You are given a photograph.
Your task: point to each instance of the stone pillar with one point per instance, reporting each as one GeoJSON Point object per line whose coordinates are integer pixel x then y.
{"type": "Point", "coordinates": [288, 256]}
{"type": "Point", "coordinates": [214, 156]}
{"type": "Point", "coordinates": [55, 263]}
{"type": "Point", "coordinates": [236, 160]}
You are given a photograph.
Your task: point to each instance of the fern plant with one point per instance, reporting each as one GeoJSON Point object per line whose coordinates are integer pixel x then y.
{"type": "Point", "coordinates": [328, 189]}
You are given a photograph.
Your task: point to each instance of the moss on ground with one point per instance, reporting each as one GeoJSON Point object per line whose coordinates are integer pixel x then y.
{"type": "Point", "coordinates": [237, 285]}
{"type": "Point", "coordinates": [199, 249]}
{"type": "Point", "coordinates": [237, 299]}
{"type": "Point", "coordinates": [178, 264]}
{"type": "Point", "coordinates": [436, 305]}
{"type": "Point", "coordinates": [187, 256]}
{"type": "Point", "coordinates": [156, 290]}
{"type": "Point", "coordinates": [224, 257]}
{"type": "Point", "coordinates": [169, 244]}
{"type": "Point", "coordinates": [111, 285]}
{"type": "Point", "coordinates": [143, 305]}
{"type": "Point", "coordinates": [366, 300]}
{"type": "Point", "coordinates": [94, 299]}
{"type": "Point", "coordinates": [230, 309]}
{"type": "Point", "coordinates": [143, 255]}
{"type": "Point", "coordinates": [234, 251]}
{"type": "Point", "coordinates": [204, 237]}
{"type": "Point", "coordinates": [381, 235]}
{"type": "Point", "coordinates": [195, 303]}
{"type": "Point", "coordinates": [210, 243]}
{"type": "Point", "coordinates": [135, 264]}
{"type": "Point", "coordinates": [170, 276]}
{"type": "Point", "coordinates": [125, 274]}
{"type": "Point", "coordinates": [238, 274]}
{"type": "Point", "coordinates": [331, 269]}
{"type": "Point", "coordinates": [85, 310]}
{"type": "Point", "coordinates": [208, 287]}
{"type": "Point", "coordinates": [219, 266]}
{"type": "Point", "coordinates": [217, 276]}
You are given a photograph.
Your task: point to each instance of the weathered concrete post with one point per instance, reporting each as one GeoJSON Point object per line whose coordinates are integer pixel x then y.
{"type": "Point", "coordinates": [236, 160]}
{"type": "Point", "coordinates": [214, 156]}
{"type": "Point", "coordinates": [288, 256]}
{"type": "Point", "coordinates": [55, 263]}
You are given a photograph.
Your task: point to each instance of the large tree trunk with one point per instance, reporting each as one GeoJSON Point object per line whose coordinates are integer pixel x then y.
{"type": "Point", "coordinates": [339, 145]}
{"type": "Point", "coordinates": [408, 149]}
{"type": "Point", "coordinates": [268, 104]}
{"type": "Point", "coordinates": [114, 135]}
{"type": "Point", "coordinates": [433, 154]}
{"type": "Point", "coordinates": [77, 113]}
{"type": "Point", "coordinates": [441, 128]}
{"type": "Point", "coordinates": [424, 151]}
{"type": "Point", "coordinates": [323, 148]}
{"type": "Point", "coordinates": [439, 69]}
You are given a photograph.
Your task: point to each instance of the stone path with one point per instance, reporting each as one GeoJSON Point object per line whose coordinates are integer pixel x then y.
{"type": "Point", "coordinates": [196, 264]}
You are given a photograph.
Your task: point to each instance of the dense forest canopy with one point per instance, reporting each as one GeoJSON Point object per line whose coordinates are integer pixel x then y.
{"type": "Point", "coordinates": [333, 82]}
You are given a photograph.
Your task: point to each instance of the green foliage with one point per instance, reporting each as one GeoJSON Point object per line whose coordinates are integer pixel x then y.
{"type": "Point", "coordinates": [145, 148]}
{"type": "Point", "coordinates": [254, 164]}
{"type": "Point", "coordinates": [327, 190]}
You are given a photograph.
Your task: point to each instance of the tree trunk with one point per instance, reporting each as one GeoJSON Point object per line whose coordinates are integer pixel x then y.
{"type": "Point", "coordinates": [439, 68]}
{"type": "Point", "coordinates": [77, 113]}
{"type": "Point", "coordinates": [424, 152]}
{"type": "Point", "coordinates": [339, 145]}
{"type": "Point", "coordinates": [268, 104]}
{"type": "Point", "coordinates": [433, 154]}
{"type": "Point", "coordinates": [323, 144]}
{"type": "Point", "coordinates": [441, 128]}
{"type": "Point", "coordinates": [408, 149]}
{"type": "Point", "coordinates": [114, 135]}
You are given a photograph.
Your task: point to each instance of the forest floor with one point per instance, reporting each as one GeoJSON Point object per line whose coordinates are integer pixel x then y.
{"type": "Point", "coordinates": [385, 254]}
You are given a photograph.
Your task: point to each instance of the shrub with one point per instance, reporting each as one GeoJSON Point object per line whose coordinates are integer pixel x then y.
——————————
PETUNJUK SOAL: Tuliskan semua baris data di atas yang memuat kata "stone". Huruf besar dan huruf kecil dibedakan.

PENYELESAIAN SOAL:
Your task: point to each instance of the stone pillar with one point per instance, reporting each as one GeoJSON Point object per line whose coordinates are integer pixel x then y.
Your task: point to each instance of the stone path with one point per instance, reporting each as one GeoJSON Point object per line whose coordinates are integer pixel x then y.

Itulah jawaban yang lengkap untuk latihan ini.